*REQUIRED ACTIONS:*
a) Return each line of the records that contains the string "sarong", matching its case exactly.
b) Write the next part of the email thread about cutting dado joints with a table saw or router, picking up after its final sentence.

*TEXT BLOCK:*
____________________
Thanks and I actually thought of this. However, I've decided I will  
make a throat plate for my table saw since it seems those buggers are  
kind of expensive if I do go this route.

tnx

On Jul 20, 2008, at 5:40 AM, John Schwery wrote:

> Scott, if possible, I would use a table saw for
> any dado joints. You will need a dado blade
> stack or many cuts with a regular saw
> blade. With a router, if doing a dado across the
> grain, it can be a torn up mess. I have done
> them using a router table but I haven't tried it
> with an edge guide, yet. I could do it with a
> temporary fence if I had enough room for the fence.
>
> earlier, Scott Howell, wrote:
>
> >WOw, you guys are filling my head with all kinds of interesting  
> stuff.
> >So, it seems the one advantage of a dado cut is you can use the saw
> >and keep stuff really straight. I assume you can do this of course
> >equally as well with a router and an edge guide. Of course I don't
> >have a dado stack or the proper throat plate yet for my saw, but you
> >did give me yet another idea and I'll post on that shortly.
> >Thanks for the additional info, I'm filing these away. Maybe I can
> >consolidate the various ways and Dave could put them on the site.
> >Might be helpful to some folks in the future.
> >
> >On Jul 19, 2008, at 9:20 PM, Lenny McHugh wrote:
> >
> > > Hi Scott,
> > > Well Dale described making drawers several great ways. I did see a
> > > set of
> > > drawer locking router bits. I accomplished the same by using my
> > > table saw
> > > and using a 1/4" stacked dado blade.
____________________
*SUPPLIED ENTRIES:*
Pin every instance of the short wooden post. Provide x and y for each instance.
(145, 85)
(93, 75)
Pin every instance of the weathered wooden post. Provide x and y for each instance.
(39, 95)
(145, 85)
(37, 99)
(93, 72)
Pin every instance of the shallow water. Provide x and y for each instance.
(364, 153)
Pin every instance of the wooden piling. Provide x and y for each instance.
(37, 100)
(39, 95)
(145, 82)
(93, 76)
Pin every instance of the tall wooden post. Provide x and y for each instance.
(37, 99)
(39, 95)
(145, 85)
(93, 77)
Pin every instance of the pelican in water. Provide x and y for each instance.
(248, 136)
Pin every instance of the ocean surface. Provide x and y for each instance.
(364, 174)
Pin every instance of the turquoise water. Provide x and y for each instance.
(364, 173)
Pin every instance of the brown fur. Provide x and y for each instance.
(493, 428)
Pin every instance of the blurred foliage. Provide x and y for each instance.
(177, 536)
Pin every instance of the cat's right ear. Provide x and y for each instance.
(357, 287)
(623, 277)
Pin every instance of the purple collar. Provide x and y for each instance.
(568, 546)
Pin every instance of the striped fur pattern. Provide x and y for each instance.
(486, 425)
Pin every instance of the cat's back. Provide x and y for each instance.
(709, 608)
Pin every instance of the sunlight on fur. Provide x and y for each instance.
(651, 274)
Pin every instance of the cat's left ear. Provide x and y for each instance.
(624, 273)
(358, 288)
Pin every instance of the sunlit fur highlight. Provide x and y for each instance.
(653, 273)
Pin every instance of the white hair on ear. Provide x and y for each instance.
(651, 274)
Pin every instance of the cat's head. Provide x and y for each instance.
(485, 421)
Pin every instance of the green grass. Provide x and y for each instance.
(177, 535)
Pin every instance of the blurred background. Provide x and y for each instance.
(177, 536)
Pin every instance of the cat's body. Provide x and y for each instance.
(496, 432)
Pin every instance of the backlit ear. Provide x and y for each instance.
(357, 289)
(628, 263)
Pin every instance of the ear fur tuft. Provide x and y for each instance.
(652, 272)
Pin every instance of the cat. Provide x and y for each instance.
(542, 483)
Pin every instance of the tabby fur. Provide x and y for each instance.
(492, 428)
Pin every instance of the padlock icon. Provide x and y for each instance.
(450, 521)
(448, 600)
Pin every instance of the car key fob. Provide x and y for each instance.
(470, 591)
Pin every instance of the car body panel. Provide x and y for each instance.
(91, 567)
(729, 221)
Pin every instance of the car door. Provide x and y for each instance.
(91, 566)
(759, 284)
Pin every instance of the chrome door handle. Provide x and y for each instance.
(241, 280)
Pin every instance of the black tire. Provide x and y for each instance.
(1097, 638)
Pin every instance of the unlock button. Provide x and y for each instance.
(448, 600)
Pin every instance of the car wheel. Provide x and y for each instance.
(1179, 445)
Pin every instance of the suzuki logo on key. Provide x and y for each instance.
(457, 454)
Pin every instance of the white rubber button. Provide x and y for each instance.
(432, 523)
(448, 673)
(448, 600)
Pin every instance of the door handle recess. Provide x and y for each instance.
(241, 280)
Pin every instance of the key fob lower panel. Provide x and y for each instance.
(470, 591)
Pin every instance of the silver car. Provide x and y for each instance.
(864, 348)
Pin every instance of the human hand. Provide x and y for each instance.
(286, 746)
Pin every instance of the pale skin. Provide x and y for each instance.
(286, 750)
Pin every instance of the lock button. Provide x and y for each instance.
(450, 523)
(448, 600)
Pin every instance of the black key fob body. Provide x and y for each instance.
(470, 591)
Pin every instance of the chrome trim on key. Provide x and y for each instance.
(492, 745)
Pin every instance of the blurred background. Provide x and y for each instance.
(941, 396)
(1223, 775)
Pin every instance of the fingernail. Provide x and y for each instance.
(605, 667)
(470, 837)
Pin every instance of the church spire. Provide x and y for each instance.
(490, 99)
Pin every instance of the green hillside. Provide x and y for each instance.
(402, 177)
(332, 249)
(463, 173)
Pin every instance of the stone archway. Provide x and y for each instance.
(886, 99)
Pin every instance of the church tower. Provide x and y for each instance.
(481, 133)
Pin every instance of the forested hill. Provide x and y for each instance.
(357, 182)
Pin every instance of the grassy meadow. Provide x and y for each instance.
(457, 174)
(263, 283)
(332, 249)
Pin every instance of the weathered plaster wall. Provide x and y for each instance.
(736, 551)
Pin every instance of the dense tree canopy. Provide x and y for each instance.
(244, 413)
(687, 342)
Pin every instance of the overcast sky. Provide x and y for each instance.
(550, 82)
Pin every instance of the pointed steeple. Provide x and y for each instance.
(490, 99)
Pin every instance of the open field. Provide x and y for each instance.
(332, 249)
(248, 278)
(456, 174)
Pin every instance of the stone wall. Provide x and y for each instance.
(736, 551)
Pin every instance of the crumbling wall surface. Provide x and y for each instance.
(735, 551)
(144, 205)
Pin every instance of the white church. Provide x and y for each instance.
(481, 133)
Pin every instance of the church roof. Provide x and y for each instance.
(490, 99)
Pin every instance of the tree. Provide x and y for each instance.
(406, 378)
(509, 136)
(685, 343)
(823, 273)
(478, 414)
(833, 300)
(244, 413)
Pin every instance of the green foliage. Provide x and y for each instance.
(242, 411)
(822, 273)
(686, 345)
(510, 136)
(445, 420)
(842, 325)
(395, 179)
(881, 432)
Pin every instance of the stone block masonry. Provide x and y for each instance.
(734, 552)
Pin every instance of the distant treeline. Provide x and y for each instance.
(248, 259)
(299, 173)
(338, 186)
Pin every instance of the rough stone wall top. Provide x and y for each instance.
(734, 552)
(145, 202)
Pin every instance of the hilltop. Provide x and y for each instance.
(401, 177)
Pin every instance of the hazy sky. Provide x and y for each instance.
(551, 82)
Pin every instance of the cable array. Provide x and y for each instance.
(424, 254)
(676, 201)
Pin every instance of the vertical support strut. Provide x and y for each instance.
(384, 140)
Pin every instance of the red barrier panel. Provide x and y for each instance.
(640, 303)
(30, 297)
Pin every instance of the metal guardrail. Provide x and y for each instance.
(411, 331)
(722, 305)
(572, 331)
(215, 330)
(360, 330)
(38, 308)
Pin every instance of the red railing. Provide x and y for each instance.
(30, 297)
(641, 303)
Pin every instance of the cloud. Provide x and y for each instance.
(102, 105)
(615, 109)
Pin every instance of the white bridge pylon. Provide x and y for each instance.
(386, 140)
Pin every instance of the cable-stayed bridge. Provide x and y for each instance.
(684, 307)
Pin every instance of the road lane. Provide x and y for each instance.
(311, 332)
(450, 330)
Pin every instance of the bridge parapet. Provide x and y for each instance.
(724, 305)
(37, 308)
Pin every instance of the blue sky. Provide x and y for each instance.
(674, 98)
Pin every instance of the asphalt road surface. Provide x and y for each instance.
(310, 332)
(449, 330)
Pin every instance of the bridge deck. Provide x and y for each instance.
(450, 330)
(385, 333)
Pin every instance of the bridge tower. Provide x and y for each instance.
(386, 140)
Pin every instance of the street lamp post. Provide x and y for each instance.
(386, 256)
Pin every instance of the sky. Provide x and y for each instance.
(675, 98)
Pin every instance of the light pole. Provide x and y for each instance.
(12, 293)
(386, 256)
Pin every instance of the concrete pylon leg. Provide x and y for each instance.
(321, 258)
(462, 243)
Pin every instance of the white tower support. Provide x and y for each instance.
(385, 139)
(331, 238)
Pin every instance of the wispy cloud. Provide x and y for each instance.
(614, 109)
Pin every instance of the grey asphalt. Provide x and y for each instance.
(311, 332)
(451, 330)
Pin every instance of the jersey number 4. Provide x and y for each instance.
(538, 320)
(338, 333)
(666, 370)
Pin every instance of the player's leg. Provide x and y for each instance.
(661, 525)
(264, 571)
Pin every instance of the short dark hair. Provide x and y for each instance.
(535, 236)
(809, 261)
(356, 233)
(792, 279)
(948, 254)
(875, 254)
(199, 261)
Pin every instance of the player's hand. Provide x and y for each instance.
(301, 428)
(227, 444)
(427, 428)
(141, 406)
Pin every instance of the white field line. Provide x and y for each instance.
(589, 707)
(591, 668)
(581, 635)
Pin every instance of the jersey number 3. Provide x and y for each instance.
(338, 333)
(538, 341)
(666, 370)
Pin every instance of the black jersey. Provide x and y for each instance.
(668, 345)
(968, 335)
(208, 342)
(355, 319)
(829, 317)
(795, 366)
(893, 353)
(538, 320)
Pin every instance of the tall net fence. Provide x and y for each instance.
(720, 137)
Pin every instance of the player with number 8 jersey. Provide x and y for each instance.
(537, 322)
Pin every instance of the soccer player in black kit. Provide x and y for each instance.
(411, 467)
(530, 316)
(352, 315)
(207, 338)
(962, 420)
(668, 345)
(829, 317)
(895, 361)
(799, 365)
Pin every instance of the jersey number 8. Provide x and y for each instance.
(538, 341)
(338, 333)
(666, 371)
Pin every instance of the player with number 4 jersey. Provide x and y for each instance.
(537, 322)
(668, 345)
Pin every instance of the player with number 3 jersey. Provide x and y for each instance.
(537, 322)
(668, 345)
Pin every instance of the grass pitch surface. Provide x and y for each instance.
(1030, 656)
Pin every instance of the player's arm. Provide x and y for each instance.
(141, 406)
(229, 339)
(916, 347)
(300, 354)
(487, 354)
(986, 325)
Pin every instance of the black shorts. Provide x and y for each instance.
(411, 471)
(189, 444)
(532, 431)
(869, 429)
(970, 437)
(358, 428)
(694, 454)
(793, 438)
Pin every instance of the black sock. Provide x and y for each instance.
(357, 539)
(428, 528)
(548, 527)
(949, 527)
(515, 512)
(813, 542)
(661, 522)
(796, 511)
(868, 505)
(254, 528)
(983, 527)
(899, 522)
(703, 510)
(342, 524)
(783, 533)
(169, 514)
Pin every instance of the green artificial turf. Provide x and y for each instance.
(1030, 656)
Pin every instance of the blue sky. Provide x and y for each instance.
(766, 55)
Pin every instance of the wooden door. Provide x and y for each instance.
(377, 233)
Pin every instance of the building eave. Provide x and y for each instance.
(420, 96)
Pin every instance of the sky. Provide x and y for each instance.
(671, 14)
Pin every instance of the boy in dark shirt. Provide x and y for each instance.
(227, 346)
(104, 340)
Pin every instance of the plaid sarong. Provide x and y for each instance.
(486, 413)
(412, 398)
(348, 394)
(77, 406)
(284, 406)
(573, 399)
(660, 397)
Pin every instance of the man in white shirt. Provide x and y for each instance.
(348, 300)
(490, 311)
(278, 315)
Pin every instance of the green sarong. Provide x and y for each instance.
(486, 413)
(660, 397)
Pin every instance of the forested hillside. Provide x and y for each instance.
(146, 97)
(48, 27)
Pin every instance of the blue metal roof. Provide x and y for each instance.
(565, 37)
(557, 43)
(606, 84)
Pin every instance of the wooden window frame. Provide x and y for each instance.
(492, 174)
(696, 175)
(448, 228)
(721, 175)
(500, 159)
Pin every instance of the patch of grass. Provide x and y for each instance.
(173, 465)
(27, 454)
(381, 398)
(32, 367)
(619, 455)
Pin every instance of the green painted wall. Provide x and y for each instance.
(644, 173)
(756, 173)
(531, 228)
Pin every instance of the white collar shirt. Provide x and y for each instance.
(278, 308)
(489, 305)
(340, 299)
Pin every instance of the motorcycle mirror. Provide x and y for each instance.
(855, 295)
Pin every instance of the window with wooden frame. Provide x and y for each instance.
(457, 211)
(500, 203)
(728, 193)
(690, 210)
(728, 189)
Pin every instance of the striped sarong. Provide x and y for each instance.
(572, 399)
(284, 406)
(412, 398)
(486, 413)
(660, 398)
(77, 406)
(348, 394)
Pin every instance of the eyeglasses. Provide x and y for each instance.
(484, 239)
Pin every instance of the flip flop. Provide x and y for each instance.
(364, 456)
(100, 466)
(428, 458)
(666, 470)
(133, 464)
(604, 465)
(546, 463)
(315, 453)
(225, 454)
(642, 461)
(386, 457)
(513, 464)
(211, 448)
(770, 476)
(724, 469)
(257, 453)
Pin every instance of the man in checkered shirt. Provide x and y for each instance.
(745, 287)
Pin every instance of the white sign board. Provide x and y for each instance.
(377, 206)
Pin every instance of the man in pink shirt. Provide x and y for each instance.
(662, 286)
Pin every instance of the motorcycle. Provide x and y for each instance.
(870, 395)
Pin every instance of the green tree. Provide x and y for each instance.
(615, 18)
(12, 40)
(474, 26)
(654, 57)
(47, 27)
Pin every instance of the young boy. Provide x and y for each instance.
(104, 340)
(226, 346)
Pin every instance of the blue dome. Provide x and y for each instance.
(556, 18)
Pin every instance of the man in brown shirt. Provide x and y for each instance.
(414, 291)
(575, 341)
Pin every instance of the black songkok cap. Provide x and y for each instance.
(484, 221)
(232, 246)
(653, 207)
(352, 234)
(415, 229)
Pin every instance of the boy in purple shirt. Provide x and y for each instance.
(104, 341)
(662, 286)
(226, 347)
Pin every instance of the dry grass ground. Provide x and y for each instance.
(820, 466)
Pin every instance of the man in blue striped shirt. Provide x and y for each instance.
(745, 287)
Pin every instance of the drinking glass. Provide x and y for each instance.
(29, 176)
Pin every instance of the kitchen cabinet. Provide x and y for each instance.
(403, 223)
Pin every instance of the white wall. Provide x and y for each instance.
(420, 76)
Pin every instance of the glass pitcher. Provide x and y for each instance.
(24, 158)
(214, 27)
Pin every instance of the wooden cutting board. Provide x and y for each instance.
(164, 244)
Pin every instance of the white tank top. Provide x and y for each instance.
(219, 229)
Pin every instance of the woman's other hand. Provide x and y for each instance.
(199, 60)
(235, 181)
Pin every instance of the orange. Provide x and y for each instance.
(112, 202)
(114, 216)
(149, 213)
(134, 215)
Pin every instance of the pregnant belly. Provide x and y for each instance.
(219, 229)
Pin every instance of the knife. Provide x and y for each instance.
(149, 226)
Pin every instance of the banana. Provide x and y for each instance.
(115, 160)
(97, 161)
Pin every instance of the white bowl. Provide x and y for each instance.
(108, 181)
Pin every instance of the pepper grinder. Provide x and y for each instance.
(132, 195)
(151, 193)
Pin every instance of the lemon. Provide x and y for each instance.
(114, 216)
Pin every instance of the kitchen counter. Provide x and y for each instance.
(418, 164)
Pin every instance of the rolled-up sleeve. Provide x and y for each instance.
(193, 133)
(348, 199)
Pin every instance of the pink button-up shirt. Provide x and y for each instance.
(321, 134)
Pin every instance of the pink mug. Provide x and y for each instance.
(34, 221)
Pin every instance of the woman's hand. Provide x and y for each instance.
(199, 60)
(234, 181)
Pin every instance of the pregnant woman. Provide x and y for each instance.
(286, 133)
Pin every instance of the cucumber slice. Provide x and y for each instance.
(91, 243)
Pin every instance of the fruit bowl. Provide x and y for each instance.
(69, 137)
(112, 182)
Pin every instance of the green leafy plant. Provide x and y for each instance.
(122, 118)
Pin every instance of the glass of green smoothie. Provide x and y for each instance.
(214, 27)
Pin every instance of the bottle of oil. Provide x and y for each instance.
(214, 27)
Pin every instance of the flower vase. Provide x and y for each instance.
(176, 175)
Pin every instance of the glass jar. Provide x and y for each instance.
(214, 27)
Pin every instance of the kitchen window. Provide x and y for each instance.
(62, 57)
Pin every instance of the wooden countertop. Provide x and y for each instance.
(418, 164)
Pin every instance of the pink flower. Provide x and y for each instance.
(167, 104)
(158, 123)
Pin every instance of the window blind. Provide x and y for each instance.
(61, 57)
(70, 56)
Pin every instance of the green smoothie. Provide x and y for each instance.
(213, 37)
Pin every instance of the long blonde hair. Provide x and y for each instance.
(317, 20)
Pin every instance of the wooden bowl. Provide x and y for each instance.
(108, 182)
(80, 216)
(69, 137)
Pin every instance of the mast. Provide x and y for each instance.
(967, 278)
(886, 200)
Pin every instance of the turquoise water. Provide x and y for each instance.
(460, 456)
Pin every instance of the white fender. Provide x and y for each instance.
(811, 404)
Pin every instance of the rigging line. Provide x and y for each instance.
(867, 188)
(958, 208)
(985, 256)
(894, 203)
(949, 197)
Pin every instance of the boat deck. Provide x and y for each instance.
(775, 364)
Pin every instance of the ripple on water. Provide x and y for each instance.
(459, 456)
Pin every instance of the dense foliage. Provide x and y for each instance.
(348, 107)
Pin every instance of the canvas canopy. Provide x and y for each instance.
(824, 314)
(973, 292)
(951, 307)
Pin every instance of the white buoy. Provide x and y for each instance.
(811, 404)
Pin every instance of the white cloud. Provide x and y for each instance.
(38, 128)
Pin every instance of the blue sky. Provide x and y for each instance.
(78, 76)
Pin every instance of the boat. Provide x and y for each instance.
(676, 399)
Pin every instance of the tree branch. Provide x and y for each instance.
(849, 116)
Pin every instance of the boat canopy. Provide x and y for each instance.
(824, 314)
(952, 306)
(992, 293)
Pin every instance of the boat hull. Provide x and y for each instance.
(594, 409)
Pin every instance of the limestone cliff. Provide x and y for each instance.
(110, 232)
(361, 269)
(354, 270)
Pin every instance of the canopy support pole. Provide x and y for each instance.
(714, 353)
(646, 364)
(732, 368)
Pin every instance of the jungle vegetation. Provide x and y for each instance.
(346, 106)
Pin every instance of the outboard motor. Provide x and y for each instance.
____________________
*REPLIES:*
a)
Pin every instance of the plaid sarong. Provide x and y for each instance.
Pin every instance of the green sarong. Provide x and y for each instance.
Pin every instance of the striped sarong. Provide x and y for each instance.

b)
> > > I first made a 1/4"x1/4" dado cut around the bottom of the front  
> and
> > > side
> > > pieces of the drawer. While the saw was set up this way I also  
> made
> > > a front
> > > and rear dado cut on both side pieces.
> > > I then moved the fence so that I could make a 1/4x1/4 rabbet cut
> > > along the
> > > height of the front and rear panels. For the front panel this  
> cut is
> > > on the
> > > opposite side of the dado cut.
> > > I then made the rear panel 1/2" shorter than the other pieces. On
> > > the inside
> > > of the front panel, same side as the dado I drilled 2 holes with a
> > > pocket
> > > hole bit and made the pocket 1/4" deep. This is really not
> > > necessary, I just
> > > did not want the screw heads to show.
> > > For assembly I used glue on and inside the vertical dado cuts and
> > > slid the
> > > back and bottom pieces in place. I was careful to make sure that  
> the
> > > rear
> > > panel was not lower than the 1/4" dado in the sides. I used a band
> > > clamp to
> > > hold all of the sides together and used a tape measure to make  
> sure
> > > it was
> > > square. If square the opposite diagonals will be the same length.
> > > when the glue was dry I slid in the bottom of the drawer and  
> tacked
> > > it in
> > > place at the back panel. I left the drawer bottom float in the  
> front
> > > and
> > > side panels.
> > > Incidentally the drawer sides were all made from 1/2" stock.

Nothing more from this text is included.